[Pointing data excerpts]
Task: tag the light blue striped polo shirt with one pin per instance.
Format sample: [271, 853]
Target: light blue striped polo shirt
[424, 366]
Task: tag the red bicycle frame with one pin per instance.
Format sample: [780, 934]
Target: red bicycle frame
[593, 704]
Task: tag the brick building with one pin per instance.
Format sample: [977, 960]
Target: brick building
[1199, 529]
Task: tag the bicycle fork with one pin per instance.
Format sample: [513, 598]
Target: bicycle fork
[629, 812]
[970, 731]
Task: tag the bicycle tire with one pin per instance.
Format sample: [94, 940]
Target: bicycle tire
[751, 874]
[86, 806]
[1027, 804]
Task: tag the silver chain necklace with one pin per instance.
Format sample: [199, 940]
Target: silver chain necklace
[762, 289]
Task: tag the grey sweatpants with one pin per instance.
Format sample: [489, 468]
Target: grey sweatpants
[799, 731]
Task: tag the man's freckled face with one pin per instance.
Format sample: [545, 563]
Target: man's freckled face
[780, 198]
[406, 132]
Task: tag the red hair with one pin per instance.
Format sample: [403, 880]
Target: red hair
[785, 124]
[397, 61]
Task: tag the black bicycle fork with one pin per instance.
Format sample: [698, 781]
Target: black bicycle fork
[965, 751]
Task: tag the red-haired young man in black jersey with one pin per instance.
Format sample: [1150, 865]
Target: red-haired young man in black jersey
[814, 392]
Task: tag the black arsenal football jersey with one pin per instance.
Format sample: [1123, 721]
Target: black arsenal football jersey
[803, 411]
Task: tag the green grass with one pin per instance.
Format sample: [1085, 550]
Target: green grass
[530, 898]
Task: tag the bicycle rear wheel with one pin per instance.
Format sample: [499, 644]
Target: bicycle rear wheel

Given exercise →
Please lay out every line of the data above as a Markdown table with two columns, "No." for the row number and "Text" for the line, leaving out blank lines.

Task answer →
| No. | Text |
|---|---|
| 1 | Task: tag the light blue striped polo shirt with one pin per instance. |
| 2 | Format sample: [271, 853] |
| 3 | Target: light blue striped polo shirt |
| 4 | [424, 366] |
| 5 | Task: tag the red bicycle frame with one pin per instance. |
| 6 | Format sample: [780, 934] |
| 7 | Target: red bicycle frame |
| 8 | [593, 704] |
| 9 | Task: tag the brick building with one pin per instance. |
| 10 | Format sample: [977, 960] |
| 11 | Target: brick building |
| 12 | [1199, 529] |
| 13 | Task: tag the bicycle fork with one pin per instance. |
| 14 | Format sample: [513, 598] |
| 15 | Target: bicycle fork |
| 16 | [629, 812] |
| 17 | [970, 731] |
| 18 | Task: tag the bicycle tire with one pin per instance. |
| 19 | Format sample: [94, 940] |
| 20 | Target: bicycle tire |
| 21 | [751, 874] |
| 22 | [86, 806] |
| 23 | [1027, 804] |
| 24 | Task: tag the silver chain necklace with one pin per instance. |
| 25 | Format sample: [199, 940] |
| 26 | Target: silver chain necklace |
| 27 | [762, 289] |
| 28 | Task: tag the grey sweatpants with one pin per instance. |
| 29 | Format sample: [489, 468] |
| 30 | Target: grey sweatpants |
| 31 | [799, 731] |
| 32 | Task: tag the man's freckled face with one pin per instance. |
| 33 | Format sample: [545, 563] |
| 34 | Target: man's freckled face |
| 35 | [780, 198] |
| 36 | [406, 132] |
| 37 | Task: tag the red hair with one pin per instance. |
| 38 | Format sample: [403, 880] |
| 39 | Target: red hair |
| 40 | [785, 124] |
| 41 | [397, 61] |
| 42 | Task: tag the black bicycle fork with one pin per instance. |
| 43 | Format sample: [698, 781] |
| 44 | Target: black bicycle fork |
| 45 | [965, 751] |
| 46 | Task: tag the red-haired young man in black jersey with one pin per instance. |
| 47 | Format sample: [1150, 865] |
| 48 | Target: red-haired young man in black jersey |
| 49 | [814, 392] |
| 50 | Task: tag the black arsenal football jersey with one pin per instance. |
| 51 | Format sample: [1123, 721] |
| 52 | Target: black arsenal football jersey |
| 53 | [803, 411] |
| 54 | Task: tag the green grass with one pin per instance. |
| 55 | Format sample: [1085, 550] |
| 56 | Target: green grass |
| 57 | [530, 898] |
| 58 | Task: tag the bicycle rear wheel with one pin per instance. |
| 59 | Format sample: [499, 644] |
| 60 | Target: bicycle rear wheel |